Extract provided START
Bryan Stevenson At Villanova

      Bryan Stevenson, an Eastern alum and author of Just Mercy, spoke at Villanova University on September 14th and discussed the ways people can help improve the justice system in America. Stevenson shared that one way people can help the system was through proximity. He believed that people needed to find ways to get close to the poor, the excluded, the incarcerated, the abused, etc.. He told the audience how most people stay away from bad neighborhoods but he challenged people to get involved with them. The more people the world meets in these circumstances, the better they can understand them and the more they are able to see the hope of their future.

      Stevenson explained how proximity helped shape his career. When he attended Harvard Law School, he did an internship at a prison where he visited a man to tell him that he did not have an execution date within the next year. The man was thankful for this news and told Stevenson that he would let his family know that they could come visit him.

      “I could have never been familiar with these circumstances of life in prison without visiting the man that day” Stevenson said.

      He believes proximity with the people on death row or who are struggling is what made him succeed in his career. Stevenson brought up that America needs to change the narratives in the world. People cannot accept inequalities, but must understand them and change the ones that are making them comfortable with the idea of inequality. An example that he used was how people view alcohol versus drug use.  In reference to someone being an alcoholic, Stevenson said how society describes it as a disease and they encourage relatives and close friends of the person in need to get that person some help. However, in reference to being on drugs, Stevenson said how society calls it an addiction and always gets the criminal justice system involved. He suggested that people begin to think of drug use as a health problem and something that can be changed without the police or prison system.
Extract provided END
▸ Exercise tasks:
A: In the article about Bryan Stevenson's talk at Villanova, where did Stevenson do an internship while attending Harvard Law School?
B: Carry the article about Bryan Stevenson's talk at Villanova forward from the end of its last paragraph.
Data listing START
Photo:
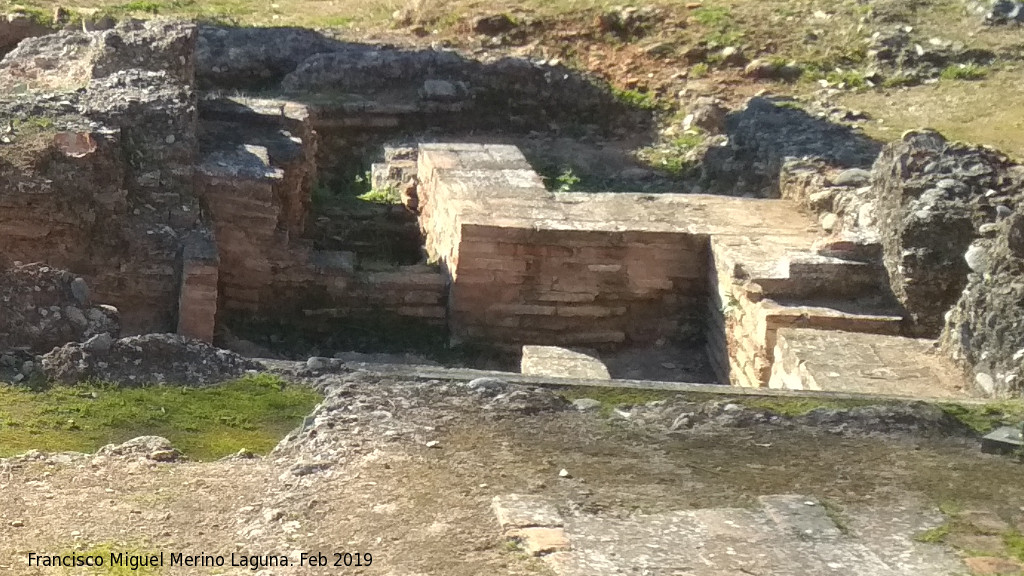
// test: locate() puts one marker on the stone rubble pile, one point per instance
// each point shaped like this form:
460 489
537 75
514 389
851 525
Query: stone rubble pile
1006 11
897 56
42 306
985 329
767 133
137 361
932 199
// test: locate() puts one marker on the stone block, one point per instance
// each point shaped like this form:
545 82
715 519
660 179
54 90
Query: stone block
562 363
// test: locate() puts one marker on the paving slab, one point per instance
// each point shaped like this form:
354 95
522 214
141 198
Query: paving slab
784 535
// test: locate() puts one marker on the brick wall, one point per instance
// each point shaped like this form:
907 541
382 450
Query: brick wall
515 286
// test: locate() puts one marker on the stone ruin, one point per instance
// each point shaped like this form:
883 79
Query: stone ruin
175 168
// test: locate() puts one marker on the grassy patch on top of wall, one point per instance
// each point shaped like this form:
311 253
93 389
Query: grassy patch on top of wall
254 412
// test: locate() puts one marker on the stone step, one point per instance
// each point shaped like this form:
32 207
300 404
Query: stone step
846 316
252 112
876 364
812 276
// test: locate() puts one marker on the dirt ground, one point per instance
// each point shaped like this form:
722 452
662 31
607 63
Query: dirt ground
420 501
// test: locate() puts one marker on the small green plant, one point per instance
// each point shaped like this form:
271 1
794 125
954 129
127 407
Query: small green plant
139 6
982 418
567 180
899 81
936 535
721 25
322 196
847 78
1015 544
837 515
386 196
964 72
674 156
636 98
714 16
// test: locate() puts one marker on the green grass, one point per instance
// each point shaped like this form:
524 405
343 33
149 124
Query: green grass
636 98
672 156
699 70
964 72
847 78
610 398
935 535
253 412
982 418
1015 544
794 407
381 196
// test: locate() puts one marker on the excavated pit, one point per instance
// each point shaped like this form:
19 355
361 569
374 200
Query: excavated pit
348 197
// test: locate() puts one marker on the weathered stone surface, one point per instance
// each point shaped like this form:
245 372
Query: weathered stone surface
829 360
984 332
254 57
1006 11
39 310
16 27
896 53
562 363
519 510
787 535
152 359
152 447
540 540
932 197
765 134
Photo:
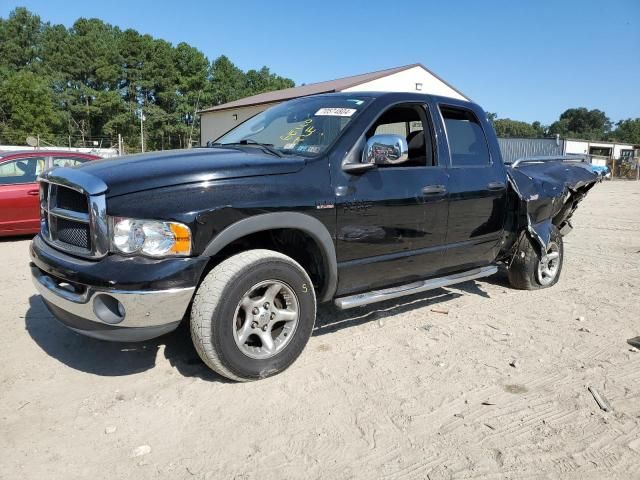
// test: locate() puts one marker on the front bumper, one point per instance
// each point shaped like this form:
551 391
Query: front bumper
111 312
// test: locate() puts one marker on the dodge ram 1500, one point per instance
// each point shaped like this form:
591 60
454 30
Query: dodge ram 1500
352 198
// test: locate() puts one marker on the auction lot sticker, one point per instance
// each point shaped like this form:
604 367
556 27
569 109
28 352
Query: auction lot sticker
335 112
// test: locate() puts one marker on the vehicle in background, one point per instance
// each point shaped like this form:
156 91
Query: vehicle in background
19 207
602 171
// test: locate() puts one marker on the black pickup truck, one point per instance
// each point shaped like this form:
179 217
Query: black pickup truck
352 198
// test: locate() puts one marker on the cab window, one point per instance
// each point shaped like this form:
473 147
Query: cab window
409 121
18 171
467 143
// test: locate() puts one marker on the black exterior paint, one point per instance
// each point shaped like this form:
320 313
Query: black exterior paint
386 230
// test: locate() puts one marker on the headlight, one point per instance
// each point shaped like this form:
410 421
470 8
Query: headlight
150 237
Data listing END
Data listing START
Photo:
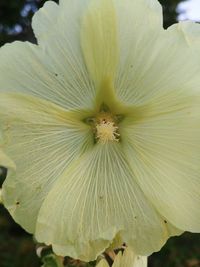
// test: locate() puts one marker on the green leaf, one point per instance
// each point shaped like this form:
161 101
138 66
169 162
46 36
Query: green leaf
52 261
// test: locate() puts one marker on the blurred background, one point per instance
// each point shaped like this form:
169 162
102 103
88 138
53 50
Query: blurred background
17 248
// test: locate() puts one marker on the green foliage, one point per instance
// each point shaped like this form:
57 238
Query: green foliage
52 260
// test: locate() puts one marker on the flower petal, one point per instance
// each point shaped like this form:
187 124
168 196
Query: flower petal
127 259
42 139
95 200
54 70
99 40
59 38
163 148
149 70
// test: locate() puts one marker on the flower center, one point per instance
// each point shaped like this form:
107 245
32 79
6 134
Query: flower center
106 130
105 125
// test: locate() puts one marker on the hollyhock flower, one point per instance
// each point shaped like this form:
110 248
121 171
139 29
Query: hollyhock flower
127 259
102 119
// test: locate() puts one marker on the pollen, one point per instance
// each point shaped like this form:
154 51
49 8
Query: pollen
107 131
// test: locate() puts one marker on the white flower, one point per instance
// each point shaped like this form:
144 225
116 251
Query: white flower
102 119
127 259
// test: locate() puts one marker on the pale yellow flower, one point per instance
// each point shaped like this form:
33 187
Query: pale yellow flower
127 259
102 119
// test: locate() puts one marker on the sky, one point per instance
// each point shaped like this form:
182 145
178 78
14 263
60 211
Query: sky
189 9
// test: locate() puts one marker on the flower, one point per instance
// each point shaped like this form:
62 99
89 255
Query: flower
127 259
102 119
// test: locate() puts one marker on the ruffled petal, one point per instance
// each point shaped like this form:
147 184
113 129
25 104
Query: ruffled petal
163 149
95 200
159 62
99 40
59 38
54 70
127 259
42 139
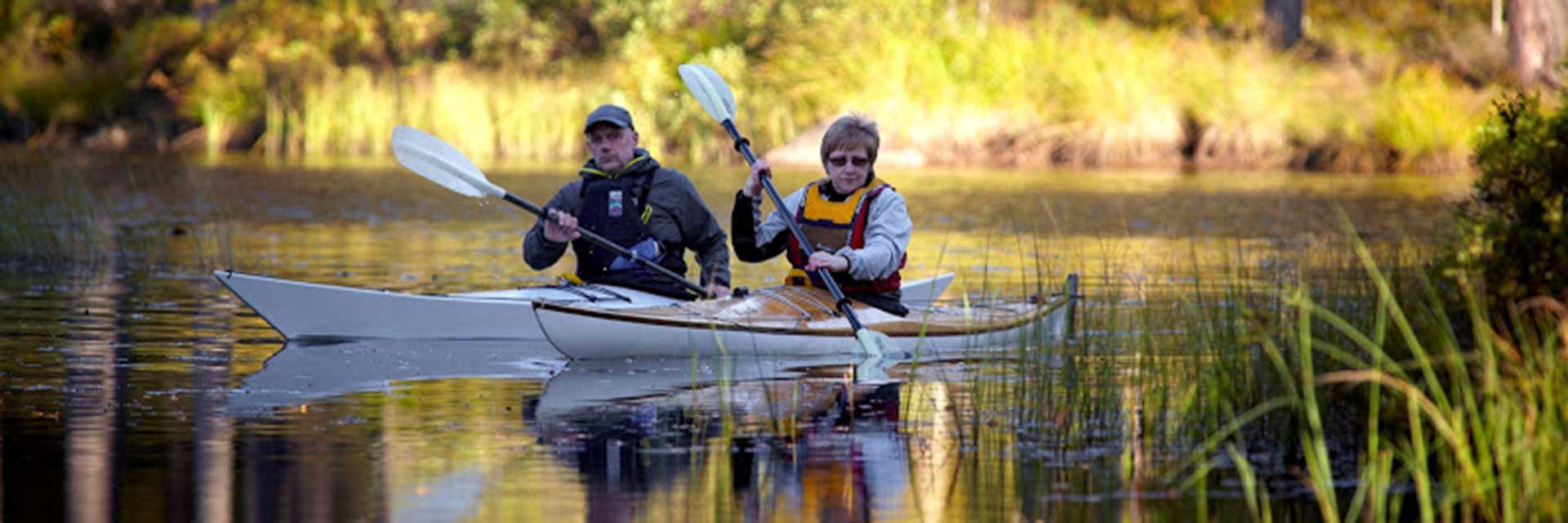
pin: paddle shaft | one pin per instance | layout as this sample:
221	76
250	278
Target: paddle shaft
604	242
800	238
Data listing END
Data listing START
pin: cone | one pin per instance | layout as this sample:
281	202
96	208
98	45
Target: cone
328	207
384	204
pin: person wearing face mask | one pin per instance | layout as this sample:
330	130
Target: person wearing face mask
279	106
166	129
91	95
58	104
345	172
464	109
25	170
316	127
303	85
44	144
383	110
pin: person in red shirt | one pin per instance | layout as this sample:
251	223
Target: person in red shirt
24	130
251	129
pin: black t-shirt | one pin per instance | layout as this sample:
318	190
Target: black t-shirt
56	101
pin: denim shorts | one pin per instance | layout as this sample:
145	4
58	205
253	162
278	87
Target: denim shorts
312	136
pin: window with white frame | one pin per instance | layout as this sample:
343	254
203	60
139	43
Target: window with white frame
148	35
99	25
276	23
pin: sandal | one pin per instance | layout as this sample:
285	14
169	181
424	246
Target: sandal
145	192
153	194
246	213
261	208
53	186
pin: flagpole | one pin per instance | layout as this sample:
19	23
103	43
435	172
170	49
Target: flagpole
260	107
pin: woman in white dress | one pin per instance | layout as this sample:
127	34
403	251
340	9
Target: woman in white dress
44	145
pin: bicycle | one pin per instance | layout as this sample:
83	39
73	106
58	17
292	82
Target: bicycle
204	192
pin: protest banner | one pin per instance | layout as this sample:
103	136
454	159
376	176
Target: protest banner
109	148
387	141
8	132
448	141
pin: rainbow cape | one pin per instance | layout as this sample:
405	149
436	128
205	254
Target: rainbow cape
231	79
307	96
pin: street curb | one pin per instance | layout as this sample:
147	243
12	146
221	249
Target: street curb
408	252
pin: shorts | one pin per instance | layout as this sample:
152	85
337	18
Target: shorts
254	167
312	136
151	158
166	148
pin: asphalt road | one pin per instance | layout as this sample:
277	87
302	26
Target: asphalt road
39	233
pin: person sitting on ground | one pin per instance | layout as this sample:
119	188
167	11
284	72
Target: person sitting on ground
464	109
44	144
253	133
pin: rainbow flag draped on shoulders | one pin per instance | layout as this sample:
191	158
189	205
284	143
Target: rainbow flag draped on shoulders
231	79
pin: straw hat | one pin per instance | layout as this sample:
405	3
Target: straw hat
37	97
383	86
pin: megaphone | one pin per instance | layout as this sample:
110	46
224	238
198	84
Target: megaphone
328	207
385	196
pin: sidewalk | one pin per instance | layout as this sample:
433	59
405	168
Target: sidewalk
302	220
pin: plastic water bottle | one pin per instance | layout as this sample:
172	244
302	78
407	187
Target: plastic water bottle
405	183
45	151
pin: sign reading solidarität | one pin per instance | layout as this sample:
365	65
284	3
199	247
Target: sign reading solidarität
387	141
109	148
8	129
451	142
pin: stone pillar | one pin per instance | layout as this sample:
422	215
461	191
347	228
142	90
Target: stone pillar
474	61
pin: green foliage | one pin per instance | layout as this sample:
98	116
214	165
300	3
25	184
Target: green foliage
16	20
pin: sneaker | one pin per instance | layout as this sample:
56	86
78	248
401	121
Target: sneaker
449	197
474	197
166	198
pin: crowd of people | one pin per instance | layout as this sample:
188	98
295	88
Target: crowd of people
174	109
Data listing END
▸ Responses to the exercise:
A: At a prison.

B:
      “This narrative is a problem due to our fear and anger in the world and we need to change this idea. We are creating the problems that our country faces in America” Stevenson said.

      He shared with the audience some statistics that included the fact that thirteen states in America do not have a minimum age for life imprisonment/death row. That means, a child under the age of eighteen can be sentenced to death. However, despite these alarming statistics, Stevenson explained the importance of staying hopeful. No person can let someone or something take away their hope because “hopelessness is the enemy of justice.” He believed that when a person lacks hope, they are creating the problem within the world.

      “Hope is your superpower” and it is the thing that makes you “stand up when someone says to sit down or speak up when someone says to be quiet” Stevenson said.

      Hope reminds us that each person can reach something and should not be looked at as someone who can never do that or be this.

      “The world cannot be changed unless we do things that are uncomfortable and inconvenient” Stevenson said.

      He challenged the audience to position themselves in difficult situations because it will help them see more of the problems that are in the world. He believes that people cannot change the world in a painless way, because they have to be involved in the pain. He explained that doing these things will break a person but being broken teaches a person how to live, how compassion works and how to have mercy.

      “I do what I do because I am broken too” and “ if we are a witness to the brokenness, we can change the world” Stevenson said.